BEGIN

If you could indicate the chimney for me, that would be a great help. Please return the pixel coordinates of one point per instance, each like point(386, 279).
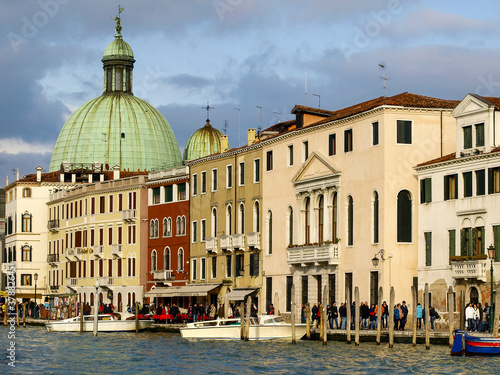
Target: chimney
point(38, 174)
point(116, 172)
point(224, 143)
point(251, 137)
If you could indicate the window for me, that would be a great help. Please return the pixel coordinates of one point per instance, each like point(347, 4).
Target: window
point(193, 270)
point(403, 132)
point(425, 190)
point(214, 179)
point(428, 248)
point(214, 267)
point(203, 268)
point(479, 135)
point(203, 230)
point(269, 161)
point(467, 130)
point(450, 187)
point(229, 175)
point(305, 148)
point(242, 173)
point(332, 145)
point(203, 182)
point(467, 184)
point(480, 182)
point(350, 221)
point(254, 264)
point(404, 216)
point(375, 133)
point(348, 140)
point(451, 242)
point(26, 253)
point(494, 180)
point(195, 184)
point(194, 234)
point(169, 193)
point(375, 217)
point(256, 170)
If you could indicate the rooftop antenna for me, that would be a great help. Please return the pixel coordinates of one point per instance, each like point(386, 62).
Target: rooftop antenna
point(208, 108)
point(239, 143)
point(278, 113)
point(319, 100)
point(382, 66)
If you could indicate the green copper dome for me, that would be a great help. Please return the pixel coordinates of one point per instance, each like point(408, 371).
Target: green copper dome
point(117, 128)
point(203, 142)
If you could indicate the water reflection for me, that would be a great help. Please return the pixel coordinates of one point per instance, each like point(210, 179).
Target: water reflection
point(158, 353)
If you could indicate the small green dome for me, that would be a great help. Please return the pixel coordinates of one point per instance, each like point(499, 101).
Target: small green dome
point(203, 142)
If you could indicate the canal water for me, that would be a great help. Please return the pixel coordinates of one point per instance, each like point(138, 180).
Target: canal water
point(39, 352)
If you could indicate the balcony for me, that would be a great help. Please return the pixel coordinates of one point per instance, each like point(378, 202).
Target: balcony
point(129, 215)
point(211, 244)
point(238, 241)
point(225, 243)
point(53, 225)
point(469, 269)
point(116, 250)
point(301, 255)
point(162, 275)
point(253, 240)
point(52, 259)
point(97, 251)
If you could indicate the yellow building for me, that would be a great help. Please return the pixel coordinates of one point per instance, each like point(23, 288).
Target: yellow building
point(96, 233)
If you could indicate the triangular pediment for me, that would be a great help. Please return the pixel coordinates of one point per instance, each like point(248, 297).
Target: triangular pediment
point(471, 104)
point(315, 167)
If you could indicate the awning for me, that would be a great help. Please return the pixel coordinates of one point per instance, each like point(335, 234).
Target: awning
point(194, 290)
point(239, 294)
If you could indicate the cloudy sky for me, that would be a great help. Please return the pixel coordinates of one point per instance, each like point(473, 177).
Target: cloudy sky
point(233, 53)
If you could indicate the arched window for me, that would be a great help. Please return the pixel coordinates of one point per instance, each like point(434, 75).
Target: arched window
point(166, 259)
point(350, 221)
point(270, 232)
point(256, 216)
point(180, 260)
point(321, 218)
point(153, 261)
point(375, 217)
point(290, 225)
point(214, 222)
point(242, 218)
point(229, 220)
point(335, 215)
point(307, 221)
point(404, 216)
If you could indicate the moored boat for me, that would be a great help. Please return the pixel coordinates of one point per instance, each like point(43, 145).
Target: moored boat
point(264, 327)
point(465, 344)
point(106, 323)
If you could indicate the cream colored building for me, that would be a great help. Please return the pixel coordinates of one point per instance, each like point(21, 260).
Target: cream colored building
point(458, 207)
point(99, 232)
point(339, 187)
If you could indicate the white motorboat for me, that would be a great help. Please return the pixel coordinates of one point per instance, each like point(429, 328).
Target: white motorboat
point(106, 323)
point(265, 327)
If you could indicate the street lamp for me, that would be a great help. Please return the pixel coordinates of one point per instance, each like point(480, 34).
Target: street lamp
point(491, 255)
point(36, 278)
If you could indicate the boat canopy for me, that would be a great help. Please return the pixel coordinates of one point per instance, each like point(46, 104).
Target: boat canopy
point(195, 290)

END
BEGIN

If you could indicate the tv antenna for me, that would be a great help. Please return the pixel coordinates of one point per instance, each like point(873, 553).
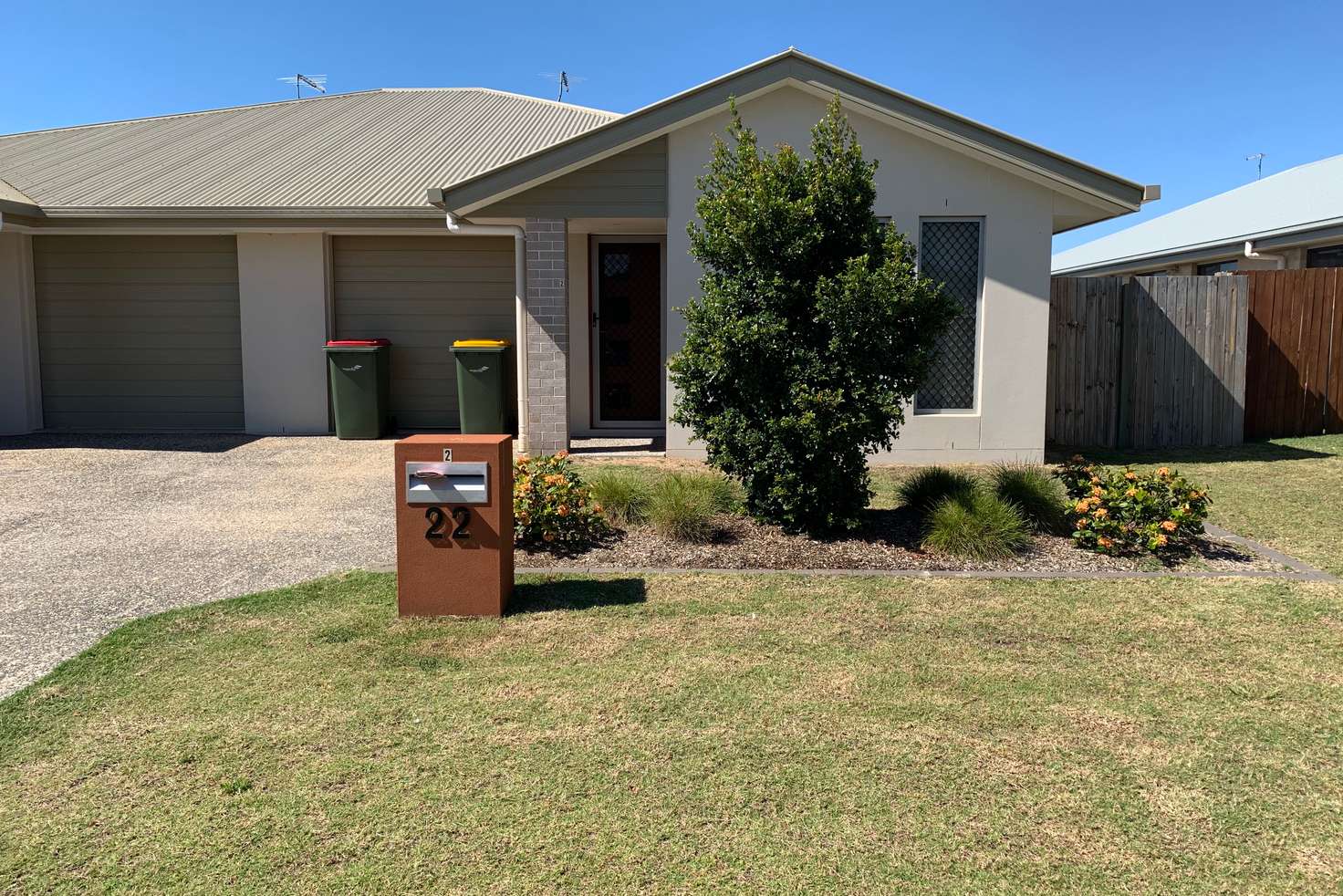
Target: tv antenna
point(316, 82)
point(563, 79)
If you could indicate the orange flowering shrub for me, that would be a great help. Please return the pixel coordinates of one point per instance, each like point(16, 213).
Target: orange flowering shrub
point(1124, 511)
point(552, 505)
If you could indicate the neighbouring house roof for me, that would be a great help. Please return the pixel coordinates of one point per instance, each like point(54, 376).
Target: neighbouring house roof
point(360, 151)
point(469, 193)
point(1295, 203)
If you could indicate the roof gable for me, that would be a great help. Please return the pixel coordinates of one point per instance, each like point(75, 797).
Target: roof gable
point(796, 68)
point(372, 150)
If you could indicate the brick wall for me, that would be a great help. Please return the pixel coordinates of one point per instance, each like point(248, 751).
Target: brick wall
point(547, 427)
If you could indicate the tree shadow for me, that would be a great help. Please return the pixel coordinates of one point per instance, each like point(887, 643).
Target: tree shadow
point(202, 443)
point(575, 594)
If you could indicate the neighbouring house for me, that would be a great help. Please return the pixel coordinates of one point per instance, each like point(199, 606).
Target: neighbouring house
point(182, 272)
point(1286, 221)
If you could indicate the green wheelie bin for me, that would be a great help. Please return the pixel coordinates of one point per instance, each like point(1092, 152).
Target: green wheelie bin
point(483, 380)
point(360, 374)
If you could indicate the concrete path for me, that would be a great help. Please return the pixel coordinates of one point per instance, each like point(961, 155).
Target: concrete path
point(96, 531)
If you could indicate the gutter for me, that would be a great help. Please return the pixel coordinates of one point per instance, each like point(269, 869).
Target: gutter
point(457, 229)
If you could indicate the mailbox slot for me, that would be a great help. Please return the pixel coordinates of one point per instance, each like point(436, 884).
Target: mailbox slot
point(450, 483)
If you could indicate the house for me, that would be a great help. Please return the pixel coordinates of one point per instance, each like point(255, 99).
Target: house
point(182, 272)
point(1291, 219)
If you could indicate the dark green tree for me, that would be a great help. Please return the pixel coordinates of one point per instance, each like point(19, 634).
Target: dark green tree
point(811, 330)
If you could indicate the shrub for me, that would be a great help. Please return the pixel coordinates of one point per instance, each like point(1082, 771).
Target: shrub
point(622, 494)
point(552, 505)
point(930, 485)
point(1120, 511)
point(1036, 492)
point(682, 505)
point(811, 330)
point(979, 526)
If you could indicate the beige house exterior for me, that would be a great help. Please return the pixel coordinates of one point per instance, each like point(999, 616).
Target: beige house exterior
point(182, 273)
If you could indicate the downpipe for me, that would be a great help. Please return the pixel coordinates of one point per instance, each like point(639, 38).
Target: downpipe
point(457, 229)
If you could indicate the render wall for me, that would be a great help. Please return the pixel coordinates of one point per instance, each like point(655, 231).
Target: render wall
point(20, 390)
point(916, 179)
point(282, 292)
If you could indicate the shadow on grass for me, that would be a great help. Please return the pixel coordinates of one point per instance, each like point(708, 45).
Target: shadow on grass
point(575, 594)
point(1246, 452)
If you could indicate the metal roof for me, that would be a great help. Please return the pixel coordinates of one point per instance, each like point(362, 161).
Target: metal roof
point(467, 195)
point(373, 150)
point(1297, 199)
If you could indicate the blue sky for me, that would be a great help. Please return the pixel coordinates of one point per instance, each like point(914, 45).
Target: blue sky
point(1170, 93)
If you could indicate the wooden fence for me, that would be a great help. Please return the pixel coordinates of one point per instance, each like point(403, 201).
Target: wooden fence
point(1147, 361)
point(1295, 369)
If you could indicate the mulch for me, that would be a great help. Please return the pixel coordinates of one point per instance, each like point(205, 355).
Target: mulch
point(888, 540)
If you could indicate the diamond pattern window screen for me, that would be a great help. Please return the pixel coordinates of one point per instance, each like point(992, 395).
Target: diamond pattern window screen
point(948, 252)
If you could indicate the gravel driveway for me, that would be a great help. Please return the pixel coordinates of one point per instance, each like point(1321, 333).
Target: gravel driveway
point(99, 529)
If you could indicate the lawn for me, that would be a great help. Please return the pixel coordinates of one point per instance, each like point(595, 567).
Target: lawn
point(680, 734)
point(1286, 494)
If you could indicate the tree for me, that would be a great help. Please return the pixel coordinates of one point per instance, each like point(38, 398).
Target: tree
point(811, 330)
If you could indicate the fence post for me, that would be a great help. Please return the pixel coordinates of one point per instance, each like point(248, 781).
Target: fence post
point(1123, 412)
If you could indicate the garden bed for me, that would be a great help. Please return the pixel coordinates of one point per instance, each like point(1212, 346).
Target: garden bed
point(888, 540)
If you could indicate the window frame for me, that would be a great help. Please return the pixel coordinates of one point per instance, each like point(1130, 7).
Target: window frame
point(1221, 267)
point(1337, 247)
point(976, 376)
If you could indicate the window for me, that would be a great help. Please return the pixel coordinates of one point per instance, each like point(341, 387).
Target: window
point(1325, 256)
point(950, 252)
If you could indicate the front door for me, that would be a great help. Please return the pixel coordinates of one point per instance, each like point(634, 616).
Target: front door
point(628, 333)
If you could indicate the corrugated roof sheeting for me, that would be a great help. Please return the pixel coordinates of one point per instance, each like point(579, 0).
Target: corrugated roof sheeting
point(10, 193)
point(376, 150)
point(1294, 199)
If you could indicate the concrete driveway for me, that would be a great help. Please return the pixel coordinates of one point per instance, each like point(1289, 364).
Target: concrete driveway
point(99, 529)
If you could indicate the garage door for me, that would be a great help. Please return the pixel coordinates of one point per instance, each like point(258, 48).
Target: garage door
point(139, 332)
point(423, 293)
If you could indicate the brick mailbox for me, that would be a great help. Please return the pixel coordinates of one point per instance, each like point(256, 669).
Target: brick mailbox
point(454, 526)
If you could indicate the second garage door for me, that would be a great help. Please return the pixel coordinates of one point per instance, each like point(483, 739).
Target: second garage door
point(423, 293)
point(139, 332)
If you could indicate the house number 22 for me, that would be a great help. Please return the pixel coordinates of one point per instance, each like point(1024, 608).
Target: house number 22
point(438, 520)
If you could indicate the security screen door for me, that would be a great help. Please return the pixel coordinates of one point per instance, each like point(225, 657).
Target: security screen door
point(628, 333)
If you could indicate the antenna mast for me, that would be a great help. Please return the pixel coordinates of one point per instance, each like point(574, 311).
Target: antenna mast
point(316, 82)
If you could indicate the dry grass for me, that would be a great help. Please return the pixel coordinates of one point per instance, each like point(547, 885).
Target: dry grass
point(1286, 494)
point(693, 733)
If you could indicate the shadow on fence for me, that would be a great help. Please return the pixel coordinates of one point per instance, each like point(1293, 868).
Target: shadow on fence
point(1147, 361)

END

STATED TASK:
Rewrite the stretch of records from the line containing "If you could indicate the awning" through the line containing "point(339, 187)", putting "docked boat" wherever "moored boat" appears and leaving everything else as it is.

TASK ANSWER:
If you could indicate the awning for me, that would be a great help. Please return the pixel coordinates of one point per instance, each like point(335, 234).
Target: awning
point(194, 290)
point(239, 294)
If you could indicate the cloudy sky for me, that would be a great help. Please return the pixel coordinates of one point per instance, each like point(473, 177).
Target: cloudy sky
point(233, 53)
If you could indicate the arched window for me, that would be a great help. Please return the pixel coordinates of one point per instance, each like point(434, 75).
Target: arched window
point(166, 259)
point(350, 221)
point(270, 232)
point(256, 216)
point(180, 260)
point(321, 218)
point(153, 261)
point(375, 217)
point(290, 225)
point(214, 222)
point(242, 218)
point(229, 220)
point(335, 215)
point(307, 221)
point(404, 216)
If you could indicate the docked boat for me, that would be a great help. Please return the pixel coordinates of one point per instance, each like point(43, 145).
Target: docked boat
point(264, 327)
point(465, 344)
point(106, 323)
If you could indicate the cream colored building for me, that would be a great help. Please return the pixel coordinates of one point per instance, each like point(21, 260).
Target: cream colored building
point(458, 207)
point(99, 232)
point(339, 187)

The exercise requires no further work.